» AIM OF THE TASK
Find every line in the data below that contains the word "white" and copy each of those lines.

» PROVIDED RECORDS
----------

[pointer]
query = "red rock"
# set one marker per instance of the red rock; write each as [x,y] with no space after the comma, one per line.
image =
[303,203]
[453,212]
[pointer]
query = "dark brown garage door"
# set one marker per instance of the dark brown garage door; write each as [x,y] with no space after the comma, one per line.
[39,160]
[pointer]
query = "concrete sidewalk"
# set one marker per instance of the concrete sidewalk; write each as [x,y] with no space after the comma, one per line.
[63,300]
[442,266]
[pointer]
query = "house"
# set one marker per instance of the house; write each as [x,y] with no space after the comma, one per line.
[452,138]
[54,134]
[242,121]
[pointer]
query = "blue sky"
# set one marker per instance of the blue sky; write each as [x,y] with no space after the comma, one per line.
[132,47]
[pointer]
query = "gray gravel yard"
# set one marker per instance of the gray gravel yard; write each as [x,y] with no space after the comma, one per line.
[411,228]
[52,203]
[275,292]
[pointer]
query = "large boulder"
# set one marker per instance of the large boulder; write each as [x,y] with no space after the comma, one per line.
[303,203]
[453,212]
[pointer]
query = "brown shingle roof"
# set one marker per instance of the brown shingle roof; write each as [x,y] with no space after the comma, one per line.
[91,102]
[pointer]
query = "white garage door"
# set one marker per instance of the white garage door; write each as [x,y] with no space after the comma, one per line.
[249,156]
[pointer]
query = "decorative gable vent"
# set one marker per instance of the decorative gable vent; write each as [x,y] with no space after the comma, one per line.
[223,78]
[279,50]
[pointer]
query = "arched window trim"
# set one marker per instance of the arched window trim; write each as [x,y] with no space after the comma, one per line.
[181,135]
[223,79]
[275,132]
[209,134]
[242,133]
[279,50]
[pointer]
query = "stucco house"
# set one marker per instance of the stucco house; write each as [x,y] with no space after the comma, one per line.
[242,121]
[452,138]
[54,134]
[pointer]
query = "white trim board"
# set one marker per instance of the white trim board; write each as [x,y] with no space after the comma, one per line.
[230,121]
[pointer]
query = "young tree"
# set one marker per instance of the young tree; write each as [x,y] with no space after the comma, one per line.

----------

» THE SOLUTION
query = "white garage door"
# set one marker per instance of the white garage door; write each as [x,y] with no space after the comma, one per line.
query = "white trim board"
# set one marker per instance of the white trim board; write each as [x,y] with no space after the comma, one per line.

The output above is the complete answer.